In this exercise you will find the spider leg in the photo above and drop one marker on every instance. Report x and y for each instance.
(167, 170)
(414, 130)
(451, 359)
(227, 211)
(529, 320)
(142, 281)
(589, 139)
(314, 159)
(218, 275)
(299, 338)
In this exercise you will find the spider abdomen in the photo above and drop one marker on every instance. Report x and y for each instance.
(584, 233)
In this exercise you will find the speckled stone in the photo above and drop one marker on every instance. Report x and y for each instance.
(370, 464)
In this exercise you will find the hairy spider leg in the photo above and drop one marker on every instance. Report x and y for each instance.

Brief:
Would you retype the lines of the data above, from the one holding "In this exercise you will find the speckled" through its final line, exactly and without adding any other line?

Result for this task:
In this exercise you will find the speckled stone in the photo above and drop one marker on every instance. Report x and y for each instance.
(370, 464)
In this exercise you will find the hairy spider leg in the photo above and drop one marker on every instance. Report x and y for each instance.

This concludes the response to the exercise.